**What is needed**:
The following data has a line with "Expected: one point per instance of the farmland" and a line with "Expected: one point per instance of the field". Write out exactly those lines and all the lines between them.
------ Excerpted records
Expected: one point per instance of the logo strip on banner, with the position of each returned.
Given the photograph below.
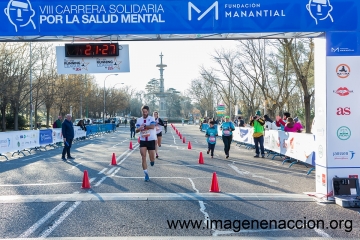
(76, 18)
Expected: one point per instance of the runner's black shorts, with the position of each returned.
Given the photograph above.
(150, 145)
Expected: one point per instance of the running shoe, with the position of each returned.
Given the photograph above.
(147, 177)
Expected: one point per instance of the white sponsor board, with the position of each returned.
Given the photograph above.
(78, 132)
(299, 146)
(82, 65)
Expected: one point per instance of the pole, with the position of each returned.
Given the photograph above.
(31, 109)
(104, 95)
(104, 101)
(230, 99)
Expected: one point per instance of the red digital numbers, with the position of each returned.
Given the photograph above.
(92, 50)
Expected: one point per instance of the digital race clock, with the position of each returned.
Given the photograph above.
(91, 50)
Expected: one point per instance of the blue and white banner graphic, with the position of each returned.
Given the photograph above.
(83, 17)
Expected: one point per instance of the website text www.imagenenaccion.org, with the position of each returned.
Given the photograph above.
(238, 225)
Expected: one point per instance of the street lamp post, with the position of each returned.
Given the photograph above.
(104, 95)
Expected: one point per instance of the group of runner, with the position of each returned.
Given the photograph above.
(227, 128)
(150, 129)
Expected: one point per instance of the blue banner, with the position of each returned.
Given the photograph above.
(86, 17)
(45, 137)
(343, 43)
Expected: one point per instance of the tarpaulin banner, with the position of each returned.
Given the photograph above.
(82, 17)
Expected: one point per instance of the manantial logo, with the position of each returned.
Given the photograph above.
(320, 10)
(214, 6)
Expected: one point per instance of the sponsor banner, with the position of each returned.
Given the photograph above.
(57, 135)
(82, 65)
(45, 137)
(7, 143)
(79, 132)
(193, 17)
(299, 146)
(342, 110)
(26, 139)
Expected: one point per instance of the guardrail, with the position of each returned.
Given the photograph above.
(295, 147)
(29, 140)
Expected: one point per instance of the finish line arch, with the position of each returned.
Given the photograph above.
(335, 23)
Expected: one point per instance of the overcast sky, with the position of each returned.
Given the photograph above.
(183, 60)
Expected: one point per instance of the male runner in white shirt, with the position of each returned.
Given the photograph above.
(146, 126)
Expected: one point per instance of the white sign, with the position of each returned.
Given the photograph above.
(83, 65)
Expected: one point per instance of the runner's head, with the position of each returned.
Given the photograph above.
(145, 111)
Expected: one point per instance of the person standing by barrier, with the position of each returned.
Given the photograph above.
(67, 130)
(158, 127)
(227, 128)
(211, 134)
(258, 123)
(132, 127)
(146, 126)
(165, 125)
(282, 122)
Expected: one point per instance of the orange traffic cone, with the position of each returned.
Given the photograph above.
(201, 158)
(86, 182)
(113, 160)
(214, 184)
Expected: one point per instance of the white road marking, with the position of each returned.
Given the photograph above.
(243, 172)
(202, 207)
(59, 220)
(73, 167)
(111, 170)
(129, 154)
(42, 220)
(100, 181)
(36, 184)
(102, 171)
(113, 174)
(322, 233)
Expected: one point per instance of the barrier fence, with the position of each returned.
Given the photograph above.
(18, 141)
(295, 146)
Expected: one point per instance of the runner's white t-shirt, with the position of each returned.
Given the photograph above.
(158, 127)
(148, 134)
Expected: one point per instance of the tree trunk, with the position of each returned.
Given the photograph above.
(3, 114)
(16, 117)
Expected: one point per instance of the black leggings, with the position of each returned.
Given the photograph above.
(211, 147)
(227, 142)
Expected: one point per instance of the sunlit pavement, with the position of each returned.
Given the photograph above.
(41, 196)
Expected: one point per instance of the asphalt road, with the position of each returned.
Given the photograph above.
(41, 196)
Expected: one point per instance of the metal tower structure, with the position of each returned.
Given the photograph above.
(162, 95)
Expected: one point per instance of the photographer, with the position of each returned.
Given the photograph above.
(258, 123)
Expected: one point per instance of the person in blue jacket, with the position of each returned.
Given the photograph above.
(211, 134)
(67, 129)
(227, 128)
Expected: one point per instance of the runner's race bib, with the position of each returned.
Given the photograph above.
(226, 132)
(145, 133)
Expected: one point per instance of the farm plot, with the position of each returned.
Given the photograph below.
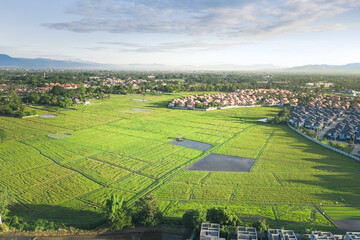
(23, 164)
(100, 196)
(17, 128)
(247, 144)
(59, 191)
(133, 183)
(222, 163)
(115, 150)
(33, 178)
(60, 151)
(129, 163)
(98, 171)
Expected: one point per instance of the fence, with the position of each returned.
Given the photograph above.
(324, 145)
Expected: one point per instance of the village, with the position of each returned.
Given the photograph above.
(244, 97)
(211, 231)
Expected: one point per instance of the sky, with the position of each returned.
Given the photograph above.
(183, 32)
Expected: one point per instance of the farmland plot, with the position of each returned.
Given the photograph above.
(114, 150)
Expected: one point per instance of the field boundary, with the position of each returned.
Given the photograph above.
(326, 216)
(324, 145)
(261, 151)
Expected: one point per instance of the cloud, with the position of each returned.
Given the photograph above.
(181, 46)
(230, 19)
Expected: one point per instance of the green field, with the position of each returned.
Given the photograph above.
(115, 150)
(343, 213)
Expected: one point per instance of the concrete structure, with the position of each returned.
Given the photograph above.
(210, 231)
(279, 234)
(322, 236)
(246, 233)
(352, 236)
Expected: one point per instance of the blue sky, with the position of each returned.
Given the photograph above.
(183, 32)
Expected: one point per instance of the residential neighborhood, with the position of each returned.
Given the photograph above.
(340, 125)
(244, 97)
(211, 231)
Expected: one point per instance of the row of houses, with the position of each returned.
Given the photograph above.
(211, 231)
(244, 97)
(314, 117)
(348, 129)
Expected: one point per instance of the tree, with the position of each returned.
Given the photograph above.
(194, 218)
(261, 226)
(146, 212)
(5, 199)
(119, 219)
(65, 102)
(118, 216)
(58, 90)
(222, 216)
(2, 135)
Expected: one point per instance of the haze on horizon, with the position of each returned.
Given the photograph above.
(197, 32)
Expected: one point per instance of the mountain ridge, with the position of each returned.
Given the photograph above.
(7, 61)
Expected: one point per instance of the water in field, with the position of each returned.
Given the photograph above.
(48, 115)
(142, 109)
(192, 144)
(222, 163)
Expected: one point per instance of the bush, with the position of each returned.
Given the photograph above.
(193, 218)
(3, 227)
(222, 216)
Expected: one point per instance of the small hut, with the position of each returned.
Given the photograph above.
(180, 138)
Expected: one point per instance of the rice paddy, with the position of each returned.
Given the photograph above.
(115, 150)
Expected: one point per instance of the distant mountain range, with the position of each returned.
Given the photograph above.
(325, 67)
(7, 61)
(42, 63)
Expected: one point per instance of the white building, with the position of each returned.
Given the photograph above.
(246, 233)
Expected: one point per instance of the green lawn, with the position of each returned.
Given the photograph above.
(115, 150)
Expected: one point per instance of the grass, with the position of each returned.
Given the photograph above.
(343, 213)
(114, 150)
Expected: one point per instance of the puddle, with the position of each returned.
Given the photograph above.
(222, 163)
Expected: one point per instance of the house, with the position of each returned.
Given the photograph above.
(322, 236)
(210, 231)
(352, 236)
(279, 234)
(246, 233)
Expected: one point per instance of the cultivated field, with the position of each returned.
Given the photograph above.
(114, 149)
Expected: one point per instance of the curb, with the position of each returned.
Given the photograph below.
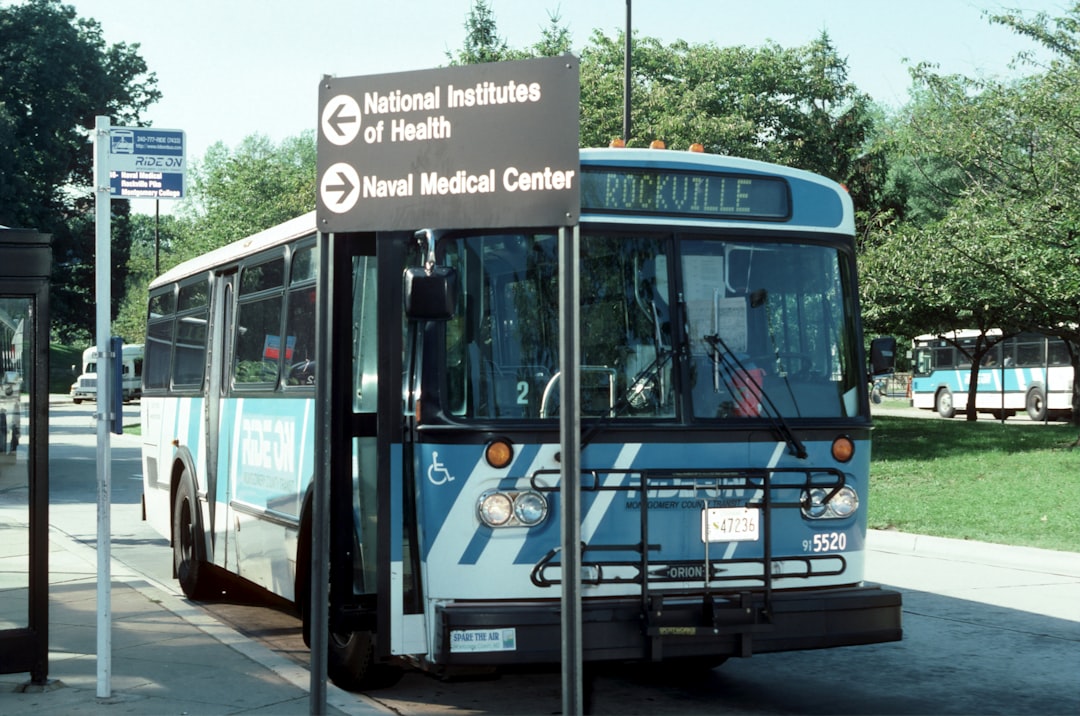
(1026, 558)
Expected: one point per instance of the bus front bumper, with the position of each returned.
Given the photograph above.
(680, 626)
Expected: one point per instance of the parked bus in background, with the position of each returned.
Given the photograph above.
(724, 409)
(84, 387)
(1026, 372)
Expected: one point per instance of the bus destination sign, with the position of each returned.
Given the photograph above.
(687, 193)
(478, 146)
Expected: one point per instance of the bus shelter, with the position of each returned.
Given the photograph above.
(25, 264)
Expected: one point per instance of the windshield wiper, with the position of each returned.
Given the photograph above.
(729, 365)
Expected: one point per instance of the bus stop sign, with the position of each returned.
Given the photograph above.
(477, 146)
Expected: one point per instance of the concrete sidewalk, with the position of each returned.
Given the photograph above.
(167, 657)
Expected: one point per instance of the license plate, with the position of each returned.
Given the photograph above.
(730, 524)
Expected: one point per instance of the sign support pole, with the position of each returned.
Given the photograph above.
(103, 291)
(569, 340)
(319, 623)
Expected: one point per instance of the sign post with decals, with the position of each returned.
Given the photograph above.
(481, 146)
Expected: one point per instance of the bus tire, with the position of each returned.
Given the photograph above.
(352, 666)
(189, 564)
(943, 403)
(1036, 403)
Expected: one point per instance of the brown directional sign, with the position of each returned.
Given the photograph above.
(477, 146)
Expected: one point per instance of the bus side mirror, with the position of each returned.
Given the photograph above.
(430, 295)
(882, 355)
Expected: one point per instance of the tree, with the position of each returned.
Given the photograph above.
(790, 106)
(483, 42)
(58, 75)
(1002, 158)
(238, 192)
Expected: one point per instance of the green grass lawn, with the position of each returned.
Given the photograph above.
(1010, 484)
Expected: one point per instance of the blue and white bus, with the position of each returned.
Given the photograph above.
(724, 407)
(1025, 372)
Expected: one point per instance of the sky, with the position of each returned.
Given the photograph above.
(231, 68)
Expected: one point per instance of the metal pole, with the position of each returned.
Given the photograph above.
(103, 296)
(625, 72)
(570, 475)
(321, 498)
(157, 239)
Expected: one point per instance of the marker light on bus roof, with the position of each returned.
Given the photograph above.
(498, 454)
(844, 448)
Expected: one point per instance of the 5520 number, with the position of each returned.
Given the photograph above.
(826, 542)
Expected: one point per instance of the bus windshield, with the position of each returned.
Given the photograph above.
(673, 327)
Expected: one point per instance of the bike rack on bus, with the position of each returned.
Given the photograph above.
(726, 592)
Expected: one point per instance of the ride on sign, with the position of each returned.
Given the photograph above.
(146, 163)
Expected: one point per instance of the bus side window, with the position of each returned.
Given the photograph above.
(258, 341)
(300, 331)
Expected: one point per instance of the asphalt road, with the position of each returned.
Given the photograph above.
(987, 630)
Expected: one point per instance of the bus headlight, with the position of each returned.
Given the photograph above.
(511, 509)
(495, 509)
(530, 508)
(842, 504)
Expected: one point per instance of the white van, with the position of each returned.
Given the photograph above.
(85, 386)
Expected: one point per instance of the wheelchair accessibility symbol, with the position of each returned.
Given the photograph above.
(437, 473)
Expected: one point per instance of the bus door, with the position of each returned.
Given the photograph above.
(220, 351)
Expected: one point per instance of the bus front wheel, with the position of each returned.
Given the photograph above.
(1036, 404)
(943, 403)
(189, 566)
(351, 663)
------------
**Final answer**:
Expected: one point per instance of the farmland plot, with the position of each returned.
Given the photograph above.
(114, 150)
Expected: one point per instance of the field boundary, with the position of each returned.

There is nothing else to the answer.